**Problems to solve**:
1. In the article about the death of Ekiti State's deputy governor, how long is the mourning period that Governor Fayemi declared?
2. Retype the part of the article on Mrs Funmilayo Olayinka's death starting at "While some, who" and ending at "of the state.".
3. Extend the article on the death of Ekiti State's deputy governor, picking up from its last sentence.
Exercise passage START
Government of Ekiti State, Nigeria.

Olayinka: Sun Sets For Amazon

April 14, 2013

Late Mrs Funmi Olayinka

. Her life battle with cancer

The death last Saturday of the deputy governor of Ekiti State, Mrs Funmilayo Olayinka, has thrown the state into mourning just as dignitaries from all over the country besiege the state for their condolences.

Ado-Ekiti, the Ekiti State capital and hometown of the late deputy governor, has since Sunday become a Mecca of sorts for sympathizers and mourners who had continued to besiege her family house where her aged parents, Pa Festus and Mrs Adetutu Famuagun, reside and as well the Government House, to condole with Governor Kayode Fayemi.

All flags in the state have since then been flying at half mast just as all state official ceremonies have been rescheduled for the period of seven-day mourning declared by Governor Fayemi “in reflection of the mood of our state in this trying moment.”

This is as outpour of emotions have been the order of the day in the condolence registers opened in the Governor’s and Deputy Governor’s offices, Government House, the State House of Assembly, her residence and the Liaison offices in Lagos and Abuja.

When the Ekiti State Government, about a month ago, informed the public that Olayinka was on sick leave to attend to her medical needs and requested for the people to pray for her, some people had read politics into it.

While some, who said that the deputy governor had been travelling for medical attention even before assumption of office in 2010, suspected the government might be up to something else, others said it was merely in response to the query of the Peoples Democratic Party (PDP) in the state on the whereabouts of the number two citizen of the state.

At least, rumour concerning the state of health and place of the deputy governor in the government was not new in the state.
Exercise passage END
Recorded information START
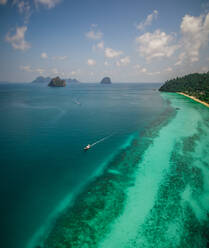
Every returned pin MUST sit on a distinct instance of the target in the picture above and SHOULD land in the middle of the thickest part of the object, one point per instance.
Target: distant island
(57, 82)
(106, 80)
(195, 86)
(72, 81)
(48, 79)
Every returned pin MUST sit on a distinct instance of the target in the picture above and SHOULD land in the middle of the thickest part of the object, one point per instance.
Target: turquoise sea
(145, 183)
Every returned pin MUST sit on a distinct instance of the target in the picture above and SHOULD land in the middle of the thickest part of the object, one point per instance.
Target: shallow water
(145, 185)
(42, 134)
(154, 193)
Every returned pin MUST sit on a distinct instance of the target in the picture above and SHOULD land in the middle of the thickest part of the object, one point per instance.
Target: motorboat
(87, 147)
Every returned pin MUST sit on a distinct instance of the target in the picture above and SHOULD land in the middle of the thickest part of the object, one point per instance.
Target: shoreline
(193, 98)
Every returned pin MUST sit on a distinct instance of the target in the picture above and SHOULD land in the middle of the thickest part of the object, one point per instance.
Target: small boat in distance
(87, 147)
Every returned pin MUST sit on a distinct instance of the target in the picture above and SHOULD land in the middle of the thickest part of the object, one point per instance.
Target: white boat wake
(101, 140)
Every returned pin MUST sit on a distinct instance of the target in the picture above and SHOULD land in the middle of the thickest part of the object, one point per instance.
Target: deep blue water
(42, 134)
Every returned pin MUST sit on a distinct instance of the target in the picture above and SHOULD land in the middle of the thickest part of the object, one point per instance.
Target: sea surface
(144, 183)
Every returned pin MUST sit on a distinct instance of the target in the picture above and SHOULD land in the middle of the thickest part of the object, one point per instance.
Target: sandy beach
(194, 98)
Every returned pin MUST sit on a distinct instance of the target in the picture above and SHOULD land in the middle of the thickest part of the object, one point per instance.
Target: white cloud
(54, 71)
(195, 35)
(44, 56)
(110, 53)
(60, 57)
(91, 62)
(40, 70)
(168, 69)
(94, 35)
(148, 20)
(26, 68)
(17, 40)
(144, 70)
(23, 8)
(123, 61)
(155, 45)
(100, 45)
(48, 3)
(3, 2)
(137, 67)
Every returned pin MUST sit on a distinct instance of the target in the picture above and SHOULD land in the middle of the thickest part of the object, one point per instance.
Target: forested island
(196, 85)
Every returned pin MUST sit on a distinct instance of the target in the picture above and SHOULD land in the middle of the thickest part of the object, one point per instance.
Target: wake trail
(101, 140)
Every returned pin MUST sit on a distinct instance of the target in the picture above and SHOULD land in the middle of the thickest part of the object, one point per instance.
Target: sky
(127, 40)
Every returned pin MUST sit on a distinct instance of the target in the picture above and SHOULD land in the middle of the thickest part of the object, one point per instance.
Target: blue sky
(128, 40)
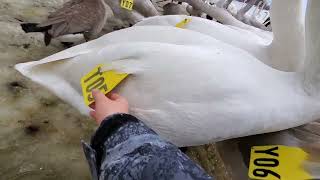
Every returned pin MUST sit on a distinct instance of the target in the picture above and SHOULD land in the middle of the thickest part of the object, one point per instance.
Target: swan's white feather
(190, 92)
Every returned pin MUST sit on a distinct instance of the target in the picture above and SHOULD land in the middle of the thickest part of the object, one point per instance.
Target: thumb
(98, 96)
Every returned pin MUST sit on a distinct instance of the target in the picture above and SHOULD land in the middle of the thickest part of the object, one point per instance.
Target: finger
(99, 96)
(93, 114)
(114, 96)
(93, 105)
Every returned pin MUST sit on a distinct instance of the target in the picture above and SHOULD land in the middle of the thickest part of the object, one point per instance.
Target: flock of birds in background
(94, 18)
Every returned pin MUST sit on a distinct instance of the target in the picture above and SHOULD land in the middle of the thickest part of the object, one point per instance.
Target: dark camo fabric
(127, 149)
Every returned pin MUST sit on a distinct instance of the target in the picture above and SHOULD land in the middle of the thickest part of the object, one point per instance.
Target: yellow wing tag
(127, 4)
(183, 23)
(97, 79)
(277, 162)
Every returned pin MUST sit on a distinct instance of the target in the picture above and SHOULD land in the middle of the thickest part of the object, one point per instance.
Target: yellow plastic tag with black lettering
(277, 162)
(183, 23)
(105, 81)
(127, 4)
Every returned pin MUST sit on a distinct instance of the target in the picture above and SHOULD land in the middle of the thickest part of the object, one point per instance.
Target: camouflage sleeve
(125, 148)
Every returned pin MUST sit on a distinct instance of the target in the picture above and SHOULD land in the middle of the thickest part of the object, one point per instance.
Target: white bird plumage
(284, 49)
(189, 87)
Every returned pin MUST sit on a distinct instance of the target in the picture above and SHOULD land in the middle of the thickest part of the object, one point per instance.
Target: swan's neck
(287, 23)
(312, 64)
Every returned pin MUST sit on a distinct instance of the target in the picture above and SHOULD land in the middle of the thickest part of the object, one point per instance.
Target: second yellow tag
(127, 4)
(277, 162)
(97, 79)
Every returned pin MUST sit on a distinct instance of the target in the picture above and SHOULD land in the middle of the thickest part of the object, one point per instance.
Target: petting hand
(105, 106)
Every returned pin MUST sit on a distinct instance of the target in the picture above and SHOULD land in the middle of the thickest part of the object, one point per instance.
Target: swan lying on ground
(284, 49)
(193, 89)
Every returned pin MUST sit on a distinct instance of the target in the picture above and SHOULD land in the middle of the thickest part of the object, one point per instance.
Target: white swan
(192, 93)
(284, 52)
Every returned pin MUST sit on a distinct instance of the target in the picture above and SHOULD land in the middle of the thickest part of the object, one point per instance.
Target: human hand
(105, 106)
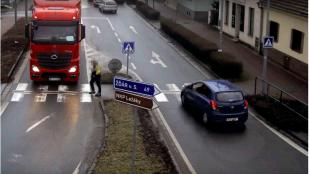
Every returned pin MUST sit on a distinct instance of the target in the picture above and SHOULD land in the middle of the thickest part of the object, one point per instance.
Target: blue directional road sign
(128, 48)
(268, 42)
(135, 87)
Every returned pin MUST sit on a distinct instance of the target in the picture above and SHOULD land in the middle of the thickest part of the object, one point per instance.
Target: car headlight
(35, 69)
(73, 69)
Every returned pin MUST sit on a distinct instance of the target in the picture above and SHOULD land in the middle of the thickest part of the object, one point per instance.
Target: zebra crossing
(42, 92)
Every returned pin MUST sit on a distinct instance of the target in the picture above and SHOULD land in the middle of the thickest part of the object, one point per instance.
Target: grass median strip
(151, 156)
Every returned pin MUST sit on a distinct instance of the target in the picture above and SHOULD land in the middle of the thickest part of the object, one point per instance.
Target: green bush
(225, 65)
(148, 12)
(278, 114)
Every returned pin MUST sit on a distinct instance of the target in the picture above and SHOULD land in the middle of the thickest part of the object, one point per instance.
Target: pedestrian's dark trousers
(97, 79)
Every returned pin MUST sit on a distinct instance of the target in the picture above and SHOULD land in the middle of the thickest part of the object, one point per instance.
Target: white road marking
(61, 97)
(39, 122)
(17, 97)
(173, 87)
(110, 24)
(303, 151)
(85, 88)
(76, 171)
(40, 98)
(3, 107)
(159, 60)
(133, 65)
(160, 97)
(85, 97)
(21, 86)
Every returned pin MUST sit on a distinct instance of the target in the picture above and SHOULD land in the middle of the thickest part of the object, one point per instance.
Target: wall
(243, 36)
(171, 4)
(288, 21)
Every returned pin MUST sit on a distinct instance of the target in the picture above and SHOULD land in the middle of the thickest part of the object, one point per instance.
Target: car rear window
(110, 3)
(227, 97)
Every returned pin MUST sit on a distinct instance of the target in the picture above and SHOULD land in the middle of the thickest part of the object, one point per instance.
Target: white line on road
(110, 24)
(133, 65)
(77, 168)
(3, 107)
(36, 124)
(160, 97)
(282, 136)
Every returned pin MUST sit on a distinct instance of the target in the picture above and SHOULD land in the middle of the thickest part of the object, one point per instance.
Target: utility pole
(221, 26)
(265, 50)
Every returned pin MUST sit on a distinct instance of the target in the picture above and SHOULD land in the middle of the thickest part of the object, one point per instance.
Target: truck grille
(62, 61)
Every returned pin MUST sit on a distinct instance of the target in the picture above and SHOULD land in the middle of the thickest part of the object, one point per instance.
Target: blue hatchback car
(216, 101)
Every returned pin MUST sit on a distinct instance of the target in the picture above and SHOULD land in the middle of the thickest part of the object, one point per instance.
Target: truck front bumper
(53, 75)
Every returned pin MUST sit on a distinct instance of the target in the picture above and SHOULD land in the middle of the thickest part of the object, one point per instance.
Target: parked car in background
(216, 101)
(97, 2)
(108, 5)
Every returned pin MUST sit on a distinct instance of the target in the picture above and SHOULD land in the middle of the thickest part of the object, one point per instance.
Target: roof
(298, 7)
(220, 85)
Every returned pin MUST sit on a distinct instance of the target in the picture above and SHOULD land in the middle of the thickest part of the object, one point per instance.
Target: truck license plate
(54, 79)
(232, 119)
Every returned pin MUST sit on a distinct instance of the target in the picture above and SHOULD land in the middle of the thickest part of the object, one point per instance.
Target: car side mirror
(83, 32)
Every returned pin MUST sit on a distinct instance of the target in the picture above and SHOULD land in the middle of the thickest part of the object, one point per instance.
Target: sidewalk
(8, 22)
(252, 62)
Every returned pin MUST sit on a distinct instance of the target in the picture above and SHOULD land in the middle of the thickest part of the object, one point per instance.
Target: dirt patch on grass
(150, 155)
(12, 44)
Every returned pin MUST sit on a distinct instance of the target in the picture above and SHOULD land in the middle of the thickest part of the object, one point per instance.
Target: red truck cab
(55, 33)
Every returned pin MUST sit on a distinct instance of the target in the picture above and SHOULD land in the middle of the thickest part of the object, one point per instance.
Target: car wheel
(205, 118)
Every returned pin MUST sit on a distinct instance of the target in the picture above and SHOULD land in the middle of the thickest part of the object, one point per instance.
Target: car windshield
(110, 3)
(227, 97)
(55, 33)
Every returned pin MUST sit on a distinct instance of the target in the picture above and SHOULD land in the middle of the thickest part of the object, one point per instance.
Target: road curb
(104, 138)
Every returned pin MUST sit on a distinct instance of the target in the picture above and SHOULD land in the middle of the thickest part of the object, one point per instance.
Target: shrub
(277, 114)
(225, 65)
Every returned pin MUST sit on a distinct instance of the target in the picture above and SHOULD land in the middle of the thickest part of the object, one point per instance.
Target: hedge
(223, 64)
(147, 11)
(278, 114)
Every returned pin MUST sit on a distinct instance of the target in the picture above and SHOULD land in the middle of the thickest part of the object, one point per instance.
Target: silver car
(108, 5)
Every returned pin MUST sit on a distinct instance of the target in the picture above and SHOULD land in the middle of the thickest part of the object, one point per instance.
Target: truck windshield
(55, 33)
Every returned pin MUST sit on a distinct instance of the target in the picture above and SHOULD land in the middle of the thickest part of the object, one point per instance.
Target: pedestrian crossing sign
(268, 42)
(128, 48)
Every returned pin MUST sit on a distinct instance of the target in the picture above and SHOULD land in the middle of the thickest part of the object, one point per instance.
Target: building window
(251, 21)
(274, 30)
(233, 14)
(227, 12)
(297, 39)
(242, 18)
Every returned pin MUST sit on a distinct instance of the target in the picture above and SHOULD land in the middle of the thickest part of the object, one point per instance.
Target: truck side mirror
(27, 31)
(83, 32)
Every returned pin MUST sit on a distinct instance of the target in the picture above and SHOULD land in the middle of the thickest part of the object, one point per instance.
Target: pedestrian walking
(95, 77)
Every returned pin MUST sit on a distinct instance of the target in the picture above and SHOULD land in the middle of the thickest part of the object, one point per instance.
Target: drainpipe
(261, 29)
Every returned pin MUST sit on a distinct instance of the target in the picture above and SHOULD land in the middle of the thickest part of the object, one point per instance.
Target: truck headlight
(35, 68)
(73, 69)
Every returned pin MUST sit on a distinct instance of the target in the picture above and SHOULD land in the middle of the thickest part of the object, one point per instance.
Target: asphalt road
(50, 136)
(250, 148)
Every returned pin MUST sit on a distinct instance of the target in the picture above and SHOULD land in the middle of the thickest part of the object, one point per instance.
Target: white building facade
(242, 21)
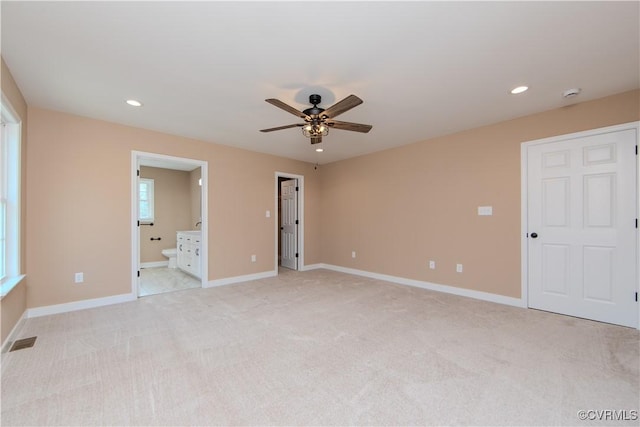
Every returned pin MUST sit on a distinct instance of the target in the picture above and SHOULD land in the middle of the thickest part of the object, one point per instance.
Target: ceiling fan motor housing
Recorded information END
**Outputs by task**:
1. Seven days.

2.
While some, who said that the deputy governor had been travelling for medical attention even before assumption of office in 2010, suspected the government might be up to something else, others said it was merely in response to the query of the Peoples Democratic Party (PDP) in the state on the whereabouts of the number two citizen of the state.

3.
In January, the rumour mill had it that Olayinka had resigned from office following her incapacitation as a result of her illness.

That time, it took her appearance in office and clarification by Fayemi to dispel the un-clarified information. The outburst by a member of her family that some Action Congress of Nigeria (ACN) members in the state were already jostling for her position and pressuring the governor on replacement while on sick bed, had lent credence to the political dimension.

The family member was, however, quick to add that Fayemi was not disposed to the individuals’ ploy to replace the deputy governor as he quoted the governor to have said “Olayinka is not only my deputy but like a sister to me”.

Corroborating that disposition, the state government, through a statement by the Chief Press Secretary to the Governor, Mr Olayinka Oyebode, was prompt in debunking the insinuation that the governor was under pressure to replace the deputy.

However, when the news filtered into the state on Saturday night that the deputy had died, it was received with a mixture of belief and disbelief by the people.

This was especially as it took some time for the state government to confirm the news which was already trending on the social media and some electronic media, through the satellite.

The state government, through the Information Commissioner, Mr Tayo Ekundayo, later confirmed her passage, saying: “The Government of Ekiti State announces with sadness but with gratitude to God, the passing of the State Deputy Governor, Mrs Olufunmilayo Adunni Olayinka, aged 52, after a tough but courageous battle with cancer”.

The commissioner, in the statement, added: “Olayinka demonstrated exemplary courage and dedicated service to Ekiti people both during the struggle to retrieve the stolen mandate and in her position as deputy governor”.

The state government described her as an accomplished banker and corporate sector player, who worked in the financial industry for 21 years before heeding the call of service in her home state of Ekiti when she was selected to serve on the ACN governorship ticket in 2007.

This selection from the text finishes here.